▶ **Records for the exercise**
■ ■ ■ ■ ■ ■ ■

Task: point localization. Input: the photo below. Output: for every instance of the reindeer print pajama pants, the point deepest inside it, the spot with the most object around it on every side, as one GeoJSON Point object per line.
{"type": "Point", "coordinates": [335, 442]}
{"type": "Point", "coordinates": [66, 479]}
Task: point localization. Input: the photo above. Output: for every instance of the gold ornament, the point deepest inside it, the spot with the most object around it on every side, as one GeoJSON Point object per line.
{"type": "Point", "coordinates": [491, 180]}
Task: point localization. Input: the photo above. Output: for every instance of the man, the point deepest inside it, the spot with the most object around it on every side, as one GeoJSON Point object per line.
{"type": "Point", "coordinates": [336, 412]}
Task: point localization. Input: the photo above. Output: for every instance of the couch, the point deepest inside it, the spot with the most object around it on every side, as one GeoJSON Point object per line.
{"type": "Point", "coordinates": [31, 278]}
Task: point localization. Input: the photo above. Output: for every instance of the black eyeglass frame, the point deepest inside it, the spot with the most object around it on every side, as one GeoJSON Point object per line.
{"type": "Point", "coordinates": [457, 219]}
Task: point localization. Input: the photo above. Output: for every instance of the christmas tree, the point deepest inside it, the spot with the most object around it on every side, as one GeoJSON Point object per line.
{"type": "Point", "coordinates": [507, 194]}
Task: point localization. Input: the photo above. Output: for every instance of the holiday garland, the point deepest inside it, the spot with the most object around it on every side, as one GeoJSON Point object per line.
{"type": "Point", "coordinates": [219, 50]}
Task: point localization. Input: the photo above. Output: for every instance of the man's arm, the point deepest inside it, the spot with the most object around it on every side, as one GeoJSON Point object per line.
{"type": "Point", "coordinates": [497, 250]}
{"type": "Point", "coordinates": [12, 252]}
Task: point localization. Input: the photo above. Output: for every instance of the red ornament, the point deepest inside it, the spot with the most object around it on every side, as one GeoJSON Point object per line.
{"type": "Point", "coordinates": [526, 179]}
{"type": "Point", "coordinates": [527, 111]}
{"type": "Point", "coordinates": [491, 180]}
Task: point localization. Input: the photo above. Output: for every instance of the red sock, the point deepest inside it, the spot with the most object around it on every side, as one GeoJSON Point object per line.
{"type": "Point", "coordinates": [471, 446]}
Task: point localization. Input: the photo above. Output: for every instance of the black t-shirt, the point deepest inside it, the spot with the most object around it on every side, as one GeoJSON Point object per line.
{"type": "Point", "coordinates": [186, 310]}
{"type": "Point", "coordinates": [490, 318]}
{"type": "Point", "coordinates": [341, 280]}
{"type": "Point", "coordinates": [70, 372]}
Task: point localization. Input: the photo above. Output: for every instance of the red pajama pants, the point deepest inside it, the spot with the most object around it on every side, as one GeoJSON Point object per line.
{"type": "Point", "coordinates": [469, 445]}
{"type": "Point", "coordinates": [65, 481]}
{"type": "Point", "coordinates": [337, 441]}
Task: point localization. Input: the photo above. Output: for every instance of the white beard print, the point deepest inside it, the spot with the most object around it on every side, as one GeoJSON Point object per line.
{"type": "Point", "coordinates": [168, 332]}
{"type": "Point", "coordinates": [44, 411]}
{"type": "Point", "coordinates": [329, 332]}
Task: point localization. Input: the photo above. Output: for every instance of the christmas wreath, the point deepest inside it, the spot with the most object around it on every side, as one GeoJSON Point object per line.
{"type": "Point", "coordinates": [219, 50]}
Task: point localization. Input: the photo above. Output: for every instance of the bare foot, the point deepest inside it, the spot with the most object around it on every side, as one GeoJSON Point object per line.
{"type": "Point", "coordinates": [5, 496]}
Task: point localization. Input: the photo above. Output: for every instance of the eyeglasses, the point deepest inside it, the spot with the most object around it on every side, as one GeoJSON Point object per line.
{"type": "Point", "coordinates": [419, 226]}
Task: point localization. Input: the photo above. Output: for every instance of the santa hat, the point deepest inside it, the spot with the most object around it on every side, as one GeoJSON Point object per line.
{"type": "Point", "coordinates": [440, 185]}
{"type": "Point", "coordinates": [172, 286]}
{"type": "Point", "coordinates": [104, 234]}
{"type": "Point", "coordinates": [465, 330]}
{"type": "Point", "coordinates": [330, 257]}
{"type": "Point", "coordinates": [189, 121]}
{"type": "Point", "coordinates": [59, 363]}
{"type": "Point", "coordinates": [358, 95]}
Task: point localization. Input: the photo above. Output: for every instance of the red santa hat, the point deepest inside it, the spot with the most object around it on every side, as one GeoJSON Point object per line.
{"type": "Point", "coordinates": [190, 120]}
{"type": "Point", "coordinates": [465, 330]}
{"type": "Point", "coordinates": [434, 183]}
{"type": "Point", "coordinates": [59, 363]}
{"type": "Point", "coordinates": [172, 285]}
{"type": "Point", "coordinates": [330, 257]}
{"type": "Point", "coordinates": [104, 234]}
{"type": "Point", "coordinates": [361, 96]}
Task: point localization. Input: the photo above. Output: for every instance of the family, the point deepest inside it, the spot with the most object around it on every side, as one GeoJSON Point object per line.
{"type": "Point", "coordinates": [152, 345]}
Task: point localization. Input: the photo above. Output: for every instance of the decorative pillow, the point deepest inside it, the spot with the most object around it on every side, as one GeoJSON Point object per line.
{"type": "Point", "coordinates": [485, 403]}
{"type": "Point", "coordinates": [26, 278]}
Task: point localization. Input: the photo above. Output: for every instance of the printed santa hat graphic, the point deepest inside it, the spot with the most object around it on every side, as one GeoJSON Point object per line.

■ ■ ■ ■ ■ ■ ■

▶ **Task to carry out**
Every line from the line containing "the red santa" to the last line of the material above must be repeated exactly, and no other line.

▶ **The completed task**
Task: point localization. Input: the photo above. Output: for every instance of the red santa hat, the point deepest inside it, the spot with the most object around it on every side, as one GeoJSON Point object per line.
{"type": "Point", "coordinates": [190, 120]}
{"type": "Point", "coordinates": [465, 330]}
{"type": "Point", "coordinates": [434, 183]}
{"type": "Point", "coordinates": [59, 363]}
{"type": "Point", "coordinates": [172, 285]}
{"type": "Point", "coordinates": [330, 257]}
{"type": "Point", "coordinates": [104, 234]}
{"type": "Point", "coordinates": [361, 96]}
Task: point localization. Input: the photo above. Output: for every instance of the family, the point deepest inside it, the spot with the most object around it on every side, as one GeoJSON Point object per line.
{"type": "Point", "coordinates": [152, 345]}
Task: point localization. Input: the photo above. Output: for every instance of the decorative pillow, the point deepest inside it, the spot with the most object around it on every side, as one GeoJSON Point object per line.
{"type": "Point", "coordinates": [485, 403]}
{"type": "Point", "coordinates": [26, 278]}
Task: point localization. Input: the photo above. Output: for every instance of the printed santa hat graphic, the point deepest inside it, the spot with the most object around it on every side, as one GeoJSON Point object per line.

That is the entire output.